WRITTEN TASK:
Answer these questions from the passage on Florida's immigration legislation:
1. Which city is listed after Rep. Berny Jacques's name?
2. What kind of issue does Rep. Fentrice Driskell call it?
3. What two things did DeSantis's original proposal call for?

For other Republicans, the legislation is a state response to what they consider a national crisis.
"We have to do what we can at the state level to make sure that our state is not a magnet once these people do cross these borders that are left wide open," Rep. Berny Jacques, R-Clearwater, said.
Democrats have called the policy overly vague and a political attempt to further the governor's future endeavors. DeSantis is widely expected to launch a 2024 bid for the White House in the coming weeks.
"It is a federal issue," House Minority Leader Rep. Fentrice Driskell, D-Tampa, said. "So, why do states like Texas and Florida stick their noses into it? I think the reason that they do that is to score votes with conservative voters."
Then there are migrants like Thomas Kennedy. The Argentinian, who was undocumented for a time, considered the bill heartless and dangerous to a population seeking a better life.
"It's inhumane. It's cruel," Kennedy, who lives in Miami, said. "Most people are just good people. They're hard-working. They're trying to provide for and love their families, and it's just painful."
Kennedy and other critics have vowed to keep up opposition to the changes as the governor readies his felt pens for signature.
DeSantis is expected to sign this legislation despite it lacking some of the things he wanted. His original proposal called for universal e-verify and stripping undocumented migrants of access to in-state tuition.

(Data listing)

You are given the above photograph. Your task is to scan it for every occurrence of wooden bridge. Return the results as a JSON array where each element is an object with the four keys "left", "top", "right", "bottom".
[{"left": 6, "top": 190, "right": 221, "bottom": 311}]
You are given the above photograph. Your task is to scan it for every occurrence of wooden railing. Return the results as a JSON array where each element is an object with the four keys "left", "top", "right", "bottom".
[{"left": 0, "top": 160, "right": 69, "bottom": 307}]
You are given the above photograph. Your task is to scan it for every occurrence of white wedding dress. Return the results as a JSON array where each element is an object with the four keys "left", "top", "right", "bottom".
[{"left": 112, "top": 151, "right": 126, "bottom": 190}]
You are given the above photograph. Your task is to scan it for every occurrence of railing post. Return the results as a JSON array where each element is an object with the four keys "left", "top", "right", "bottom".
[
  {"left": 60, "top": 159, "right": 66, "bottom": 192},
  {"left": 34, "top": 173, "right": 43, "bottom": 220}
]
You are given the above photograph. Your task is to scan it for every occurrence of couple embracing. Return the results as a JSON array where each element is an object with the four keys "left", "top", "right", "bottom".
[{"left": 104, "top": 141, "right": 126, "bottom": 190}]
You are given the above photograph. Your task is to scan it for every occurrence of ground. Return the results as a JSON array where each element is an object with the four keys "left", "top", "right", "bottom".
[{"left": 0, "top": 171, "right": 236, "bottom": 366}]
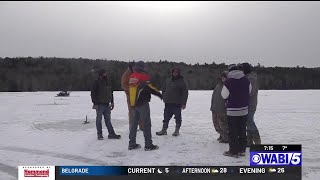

RESPONSE TO THE EXERCISE:
1. Clearwater
2. A federal issue
3. Universal e-verify and stripping undocumented migrants of access to in-state tuition